Sequencing the Genome

Gene sequencing gets right to the heart of the genetic code, deciphering the exact sequence of lettered bases which compose a gene. As we mentioned earlier, there can be millions of these bases in a gene and so in the past, this process has taken a number of years to find the code for each gene.

Sequencing the GenomeBut over the past 30 years, scientists have made some remarkable advances in gene sequencing technology. The methods are the same as they were in the beginning, but now it is possible to determine genetic sequences using machines. These automated sequencers allow scientists to learn more about canine genes, faster than ever before. And now, because of these advances in technology, scientists around the world are working towards a day when every gene, on every chromosome will be sequenced. This is one goal of the Canine Genome Project.

Finding Genetic Mistakes

After a genetic sequence is known, the road to a better world seems simple. Find out which dogs have mistakes in their genetic sequence, and then correct the mistake! But in most cases, we don't know how the gene works or what kind of protein it makes.

## Questions to answer
A – Retype the part of the gene sequencing passage starting with "Gene sequencing gets" and going on through "for each gene.".
B – Sum up the gene sequencing passage in two sentences.
C – Carry on the passage about gene sequencing and genetic mistakes from where it stops.

## Material shown

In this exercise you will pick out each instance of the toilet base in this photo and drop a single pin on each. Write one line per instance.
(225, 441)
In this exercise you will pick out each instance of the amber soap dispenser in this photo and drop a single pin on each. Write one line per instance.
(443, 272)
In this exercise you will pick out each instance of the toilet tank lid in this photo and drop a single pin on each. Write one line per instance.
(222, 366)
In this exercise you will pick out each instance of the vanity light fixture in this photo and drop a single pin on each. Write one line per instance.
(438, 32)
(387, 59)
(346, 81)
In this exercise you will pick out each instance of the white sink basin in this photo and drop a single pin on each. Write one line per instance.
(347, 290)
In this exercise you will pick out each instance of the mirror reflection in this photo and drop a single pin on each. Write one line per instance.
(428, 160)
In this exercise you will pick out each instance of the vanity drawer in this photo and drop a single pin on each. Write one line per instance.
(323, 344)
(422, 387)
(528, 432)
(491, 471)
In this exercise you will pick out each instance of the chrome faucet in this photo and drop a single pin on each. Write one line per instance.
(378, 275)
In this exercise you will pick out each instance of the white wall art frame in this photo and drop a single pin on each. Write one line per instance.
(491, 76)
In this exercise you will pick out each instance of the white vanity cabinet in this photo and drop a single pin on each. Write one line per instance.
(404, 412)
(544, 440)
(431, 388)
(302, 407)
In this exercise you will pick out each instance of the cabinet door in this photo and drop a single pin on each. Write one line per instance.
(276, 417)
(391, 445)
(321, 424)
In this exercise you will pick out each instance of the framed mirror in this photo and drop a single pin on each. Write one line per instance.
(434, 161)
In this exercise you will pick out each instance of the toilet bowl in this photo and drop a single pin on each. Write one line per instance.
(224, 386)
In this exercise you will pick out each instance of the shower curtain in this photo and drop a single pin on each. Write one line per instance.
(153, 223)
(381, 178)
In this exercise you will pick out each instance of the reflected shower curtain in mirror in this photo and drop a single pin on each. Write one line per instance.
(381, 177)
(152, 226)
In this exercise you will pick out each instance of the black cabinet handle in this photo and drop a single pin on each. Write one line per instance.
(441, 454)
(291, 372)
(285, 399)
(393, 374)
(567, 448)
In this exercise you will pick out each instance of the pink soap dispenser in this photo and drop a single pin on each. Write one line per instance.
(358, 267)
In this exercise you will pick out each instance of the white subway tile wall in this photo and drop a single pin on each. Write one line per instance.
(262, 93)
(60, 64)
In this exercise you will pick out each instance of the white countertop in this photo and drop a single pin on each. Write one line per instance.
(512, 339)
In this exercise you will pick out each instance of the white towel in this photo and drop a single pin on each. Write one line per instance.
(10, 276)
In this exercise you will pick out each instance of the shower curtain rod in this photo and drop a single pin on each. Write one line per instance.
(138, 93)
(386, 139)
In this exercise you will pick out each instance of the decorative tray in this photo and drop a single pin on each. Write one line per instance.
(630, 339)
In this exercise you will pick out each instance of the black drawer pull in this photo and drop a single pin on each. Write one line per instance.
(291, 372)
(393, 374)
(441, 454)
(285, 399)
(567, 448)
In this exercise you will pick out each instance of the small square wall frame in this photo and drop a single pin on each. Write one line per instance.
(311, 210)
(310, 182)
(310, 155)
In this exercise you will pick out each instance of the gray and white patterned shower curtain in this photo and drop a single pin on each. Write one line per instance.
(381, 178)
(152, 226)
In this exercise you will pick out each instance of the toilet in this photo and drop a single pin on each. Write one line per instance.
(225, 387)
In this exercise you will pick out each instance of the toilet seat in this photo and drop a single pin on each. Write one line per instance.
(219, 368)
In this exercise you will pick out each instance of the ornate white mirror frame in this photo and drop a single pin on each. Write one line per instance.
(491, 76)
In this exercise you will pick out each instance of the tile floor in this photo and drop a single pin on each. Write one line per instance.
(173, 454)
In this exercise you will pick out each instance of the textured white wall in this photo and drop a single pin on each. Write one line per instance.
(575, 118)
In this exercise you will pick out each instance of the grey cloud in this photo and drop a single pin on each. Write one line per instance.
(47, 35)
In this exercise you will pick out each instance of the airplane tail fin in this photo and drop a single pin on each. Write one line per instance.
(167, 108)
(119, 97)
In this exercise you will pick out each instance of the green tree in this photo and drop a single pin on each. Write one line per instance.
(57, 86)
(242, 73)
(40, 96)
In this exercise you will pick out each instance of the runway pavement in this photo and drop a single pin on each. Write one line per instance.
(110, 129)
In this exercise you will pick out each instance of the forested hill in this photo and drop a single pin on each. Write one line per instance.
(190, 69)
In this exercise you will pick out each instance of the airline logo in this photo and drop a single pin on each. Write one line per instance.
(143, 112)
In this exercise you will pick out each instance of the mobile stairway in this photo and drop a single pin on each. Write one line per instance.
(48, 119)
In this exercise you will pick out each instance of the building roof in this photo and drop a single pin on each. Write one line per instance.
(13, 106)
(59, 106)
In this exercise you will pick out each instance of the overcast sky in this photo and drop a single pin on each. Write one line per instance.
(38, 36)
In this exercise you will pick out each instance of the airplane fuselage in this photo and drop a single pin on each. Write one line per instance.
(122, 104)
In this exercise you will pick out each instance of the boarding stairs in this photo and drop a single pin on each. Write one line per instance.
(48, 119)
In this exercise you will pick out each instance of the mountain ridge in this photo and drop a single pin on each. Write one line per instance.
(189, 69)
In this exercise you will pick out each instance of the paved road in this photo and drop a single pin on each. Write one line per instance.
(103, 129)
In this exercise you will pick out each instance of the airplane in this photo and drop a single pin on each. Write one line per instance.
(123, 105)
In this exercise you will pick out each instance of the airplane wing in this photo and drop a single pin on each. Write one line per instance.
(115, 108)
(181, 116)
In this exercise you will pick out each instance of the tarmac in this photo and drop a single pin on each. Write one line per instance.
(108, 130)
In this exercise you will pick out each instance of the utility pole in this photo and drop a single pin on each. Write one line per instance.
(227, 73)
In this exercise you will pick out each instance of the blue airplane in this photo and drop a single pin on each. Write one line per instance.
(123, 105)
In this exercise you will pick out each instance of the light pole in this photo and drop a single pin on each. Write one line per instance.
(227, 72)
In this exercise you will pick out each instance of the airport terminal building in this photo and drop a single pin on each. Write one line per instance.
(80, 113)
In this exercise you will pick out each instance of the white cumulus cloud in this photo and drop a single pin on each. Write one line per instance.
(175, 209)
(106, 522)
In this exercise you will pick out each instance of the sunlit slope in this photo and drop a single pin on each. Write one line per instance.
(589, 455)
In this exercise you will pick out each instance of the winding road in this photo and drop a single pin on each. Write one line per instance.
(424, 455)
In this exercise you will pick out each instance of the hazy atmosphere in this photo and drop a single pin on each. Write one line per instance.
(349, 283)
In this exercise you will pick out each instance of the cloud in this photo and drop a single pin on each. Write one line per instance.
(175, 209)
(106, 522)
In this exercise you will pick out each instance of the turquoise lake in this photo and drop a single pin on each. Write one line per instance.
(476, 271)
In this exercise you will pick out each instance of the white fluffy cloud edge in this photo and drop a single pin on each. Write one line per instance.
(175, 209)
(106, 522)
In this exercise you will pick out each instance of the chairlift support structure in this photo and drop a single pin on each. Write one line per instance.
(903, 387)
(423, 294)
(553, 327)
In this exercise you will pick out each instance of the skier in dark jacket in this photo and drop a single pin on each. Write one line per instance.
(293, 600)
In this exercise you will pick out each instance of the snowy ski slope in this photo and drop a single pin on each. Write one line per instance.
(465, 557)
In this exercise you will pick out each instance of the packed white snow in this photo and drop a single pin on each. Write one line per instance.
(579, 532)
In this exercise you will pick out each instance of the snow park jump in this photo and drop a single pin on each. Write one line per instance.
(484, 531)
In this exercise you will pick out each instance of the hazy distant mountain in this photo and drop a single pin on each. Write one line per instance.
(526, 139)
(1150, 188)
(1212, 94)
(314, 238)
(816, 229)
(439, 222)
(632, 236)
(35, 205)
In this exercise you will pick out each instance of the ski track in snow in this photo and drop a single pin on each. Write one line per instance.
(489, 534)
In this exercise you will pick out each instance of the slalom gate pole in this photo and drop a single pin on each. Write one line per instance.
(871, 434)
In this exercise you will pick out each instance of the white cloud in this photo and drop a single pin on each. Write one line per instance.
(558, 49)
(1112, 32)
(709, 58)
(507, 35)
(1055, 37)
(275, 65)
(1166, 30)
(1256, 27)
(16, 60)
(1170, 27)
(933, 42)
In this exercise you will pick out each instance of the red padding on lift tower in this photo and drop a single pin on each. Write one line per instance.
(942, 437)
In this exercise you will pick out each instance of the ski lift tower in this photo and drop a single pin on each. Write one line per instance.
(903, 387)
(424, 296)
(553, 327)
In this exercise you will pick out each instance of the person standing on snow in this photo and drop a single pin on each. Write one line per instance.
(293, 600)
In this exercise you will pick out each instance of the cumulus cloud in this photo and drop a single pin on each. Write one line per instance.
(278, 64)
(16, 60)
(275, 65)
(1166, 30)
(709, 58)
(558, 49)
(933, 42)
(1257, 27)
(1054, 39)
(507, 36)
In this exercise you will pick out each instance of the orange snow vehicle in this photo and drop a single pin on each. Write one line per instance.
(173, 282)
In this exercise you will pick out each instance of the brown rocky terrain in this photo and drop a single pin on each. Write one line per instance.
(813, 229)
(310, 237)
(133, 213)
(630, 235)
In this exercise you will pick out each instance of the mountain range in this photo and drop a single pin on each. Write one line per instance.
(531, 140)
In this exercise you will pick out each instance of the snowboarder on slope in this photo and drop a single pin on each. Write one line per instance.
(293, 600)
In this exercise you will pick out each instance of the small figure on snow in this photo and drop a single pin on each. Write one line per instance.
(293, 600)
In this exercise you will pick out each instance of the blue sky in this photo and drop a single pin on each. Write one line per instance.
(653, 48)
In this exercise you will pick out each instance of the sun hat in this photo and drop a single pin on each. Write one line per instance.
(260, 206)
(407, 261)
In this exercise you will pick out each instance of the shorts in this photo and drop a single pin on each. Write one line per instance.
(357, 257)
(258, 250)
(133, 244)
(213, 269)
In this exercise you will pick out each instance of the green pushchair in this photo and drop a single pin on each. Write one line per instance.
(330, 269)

## Expected outputs
A –
Gene sequencing gets right to the heart of the genetic code, deciphering the exact sequence of lettered bases which compose a gene. As we mentioned earlier, there can be millions of these bases in a gene and so in the past, this process has taken a number of years to find the code for each gene.

B – Gene sequencing works out the exact order of bases in a gene, which used to take years because a gene can have millions of bases. Automated machines developed over the past 30 years now let scientists learn about canine genes faster, with one goal of the Canine Genome Project being to sequence every gene on every chromosome, though fixing genetic mistakes is not simple because in most cases it is not known how a gene works or what protein it makes.

C –
Most genes control a number of functions within the dog. And more often than not, how one gene is expressed (turned "on" to make proteins) can have a direct effect on how other genes function. To make matters even worse, some mistakes in the code may be disastrous, and some may have little or even no consequences. It is a complex puzzle to solve.

With the diversity of the canine genome, different breeds may have different chances of genetically having a disease state. Understanding these differences in disease profiles can aid the discovery of complicated genetic puzzles as many breeds have known disease likelihoods and known multi-generational pedigrees. One goal of the Canine Genome Project is to better understand these "inter-breed" relationships so that we can more quickly find genes and genetic code effecting disease states.

Genes and Cancer

Cancer is a genetic disease, but not all genetic mutations are passed from parent to child. Throughout a lifetime, the cells in your dog's body are capable of undergoing genetic mutations in their DNA. Over a lifetime, these genetic mutations can build up. If a single cell gets enough of them and if they are located within a few very sensitive genes, it may begin to grow out of control, and stop performing the function it was supposed to perform. A cell like this represents the beginning stages of cancer.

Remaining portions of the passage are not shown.